- ABOUT THIS TASK:
Go through the entries and set each one down exactly.

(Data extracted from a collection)
++++++++++++++++++++
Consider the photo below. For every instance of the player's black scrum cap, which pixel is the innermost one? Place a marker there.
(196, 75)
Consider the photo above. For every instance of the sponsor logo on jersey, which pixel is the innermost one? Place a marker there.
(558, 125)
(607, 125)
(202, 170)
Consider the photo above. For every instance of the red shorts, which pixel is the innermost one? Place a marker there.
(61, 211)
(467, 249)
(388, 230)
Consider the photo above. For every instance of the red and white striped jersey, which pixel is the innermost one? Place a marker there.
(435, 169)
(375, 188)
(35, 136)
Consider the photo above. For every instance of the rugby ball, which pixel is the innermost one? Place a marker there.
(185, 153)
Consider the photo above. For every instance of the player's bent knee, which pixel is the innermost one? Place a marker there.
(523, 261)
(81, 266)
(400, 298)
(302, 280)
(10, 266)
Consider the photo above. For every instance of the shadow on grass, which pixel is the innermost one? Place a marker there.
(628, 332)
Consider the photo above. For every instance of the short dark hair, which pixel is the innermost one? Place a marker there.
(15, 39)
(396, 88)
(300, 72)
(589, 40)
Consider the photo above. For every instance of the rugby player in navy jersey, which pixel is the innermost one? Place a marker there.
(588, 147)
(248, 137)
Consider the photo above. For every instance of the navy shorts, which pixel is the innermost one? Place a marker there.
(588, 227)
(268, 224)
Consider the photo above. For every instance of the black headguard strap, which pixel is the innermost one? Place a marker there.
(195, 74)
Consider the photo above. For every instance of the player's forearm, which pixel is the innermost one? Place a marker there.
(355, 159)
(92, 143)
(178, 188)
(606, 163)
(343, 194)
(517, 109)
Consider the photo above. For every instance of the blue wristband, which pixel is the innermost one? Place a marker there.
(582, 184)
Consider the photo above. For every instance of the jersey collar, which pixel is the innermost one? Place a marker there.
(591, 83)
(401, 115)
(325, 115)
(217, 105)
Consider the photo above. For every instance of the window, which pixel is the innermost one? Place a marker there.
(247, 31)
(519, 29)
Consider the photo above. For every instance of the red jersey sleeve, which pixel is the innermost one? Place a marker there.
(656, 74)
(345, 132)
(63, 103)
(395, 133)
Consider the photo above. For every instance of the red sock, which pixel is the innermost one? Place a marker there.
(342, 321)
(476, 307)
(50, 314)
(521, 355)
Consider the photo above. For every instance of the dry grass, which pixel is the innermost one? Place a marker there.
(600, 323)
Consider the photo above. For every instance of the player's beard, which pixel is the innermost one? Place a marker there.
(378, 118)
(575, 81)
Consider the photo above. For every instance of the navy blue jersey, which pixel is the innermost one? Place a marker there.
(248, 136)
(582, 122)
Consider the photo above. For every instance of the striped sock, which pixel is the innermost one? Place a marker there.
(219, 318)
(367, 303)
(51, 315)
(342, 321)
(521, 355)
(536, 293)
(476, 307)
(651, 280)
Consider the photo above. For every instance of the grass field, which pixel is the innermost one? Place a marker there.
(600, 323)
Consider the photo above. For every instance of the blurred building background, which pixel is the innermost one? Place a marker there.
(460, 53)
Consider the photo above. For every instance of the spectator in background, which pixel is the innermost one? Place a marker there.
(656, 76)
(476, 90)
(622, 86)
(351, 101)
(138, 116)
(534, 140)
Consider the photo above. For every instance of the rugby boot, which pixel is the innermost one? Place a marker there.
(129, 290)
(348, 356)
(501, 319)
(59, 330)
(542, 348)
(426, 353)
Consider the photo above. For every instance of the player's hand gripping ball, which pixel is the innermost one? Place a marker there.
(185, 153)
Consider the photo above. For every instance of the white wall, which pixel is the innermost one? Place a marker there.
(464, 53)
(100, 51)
++++++++++++++++++++
- TASK RESPONSE:
Consider the photo below. For every instance of the player's black scrum cap, which pixel is the innermost one? Place a marker there.
(196, 75)
Consider the photo above. For every instance of the sponsor logo on jersey, which pixel is the innermost one? Place a marker there.
(558, 125)
(607, 125)
(202, 170)
Consider the photo above. For every instance of the red shorts, which pixel is the innermost one? Place a marker there.
(61, 211)
(467, 249)
(388, 230)
Consider the photo above. For every instance of the red and white striped jersey, which pixel is the innermost one? Place a marker there.
(435, 169)
(375, 188)
(35, 136)
Consider the photo above. For every instance of the rugby ball, which pixel is the innermost one? Place a marker there.
(185, 153)
Consider the photo above. For every instance of the player's bent knee, which pixel is the innermost one? Place a marker there.
(523, 261)
(81, 266)
(400, 298)
(302, 280)
(10, 266)
Consider the photo above. For every instance of the shadow on grass, which pixel is the innermost one? Place a marker there.
(628, 332)
Consider the photo above. For every instance of the short dark hair, which pixel is the innermost one? Place a marker there.
(15, 39)
(396, 88)
(300, 72)
(589, 40)
Consider the photo above. For every instance of the rugby player in navy jersey, which pixel is the innermost one? Place a marker there.
(588, 147)
(248, 137)
Consider the photo above. For every instance of the navy shorts, which pixel is the innermost one? Place a marker there.
(588, 227)
(268, 224)
Consider the photo above. For every instance of the black headguard strap, which pixel is the innermost one? Place a marker there.
(195, 74)
Consider the photo above. For every instance of the player's forearm, which pixel is the innermost one? Place a marker there.
(355, 159)
(92, 143)
(178, 188)
(606, 163)
(343, 194)
(517, 109)
Consider the photo above. For every instance of the blue wristband, which pixel is the innermost one? Place a marker there.
(582, 184)
Consider the photo above. For every instance of the jersey collar, which pixel is the innermost one? Place a marker there.
(591, 83)
(401, 115)
(325, 115)
(217, 105)
Consider the photo above. For every instance of the window, which pixel is the innermost one? Place a marker there.
(247, 31)
(519, 29)
Consider the photo above. For every instance of the red jersey sleeve, which pixel is the innermost one? Place a marker there.
(656, 74)
(345, 132)
(63, 103)
(395, 133)
Consider the photo above. For every instance of the red sock, which pixel is the innermost one? Place a marker there.
(342, 321)
(476, 307)
(50, 314)
(521, 355)
Consider the photo above. For every instance of the dry grass, which pixel is the innermost one? Place a marker there.
(600, 323)
Consider the photo above. For every instance of the player's beard, which pixel is the innermost one? Place a marker there.
(378, 118)
(575, 81)
Consider the photo above. For every instance of the navy blue jersey, which pixel is the innermost one? Place a marker there.
(248, 136)
(582, 122)
Consider the photo above. For every instance of the striped sock, which pixel is the innermost one? Place a marker there.
(219, 318)
(367, 303)
(51, 315)
(342, 321)
(521, 355)
(536, 293)
(476, 307)
(651, 280)
Consider the photo above. For every instance of the grass field, which pixel is the innermost one? Place a marker there.
(600, 323)
Consider the photo above. For every instance of the blurred building background, which pixel is the innermost one? Place a marker there.
(460, 53)
Consider the photo above. For every instance of the spectator in background, which pixel is the innermost one? Place a marker there.
(656, 76)
(476, 90)
(622, 86)
(351, 101)
(138, 116)
(534, 140)
Consider the photo above. For every instance of the rugby boot, which pixel is the innermost one? Place a marker there.
(129, 290)
(348, 356)
(501, 319)
(59, 330)
(542, 348)
(426, 353)
Consider the photo above. For every instance of the player's hand gripping ball, which pixel is the innermost one? Place a marker there.
(185, 153)
Consider the photo above. For every instance of the white wall, which pixel is the innermost one? Place a marker there.
(464, 53)
(100, 51)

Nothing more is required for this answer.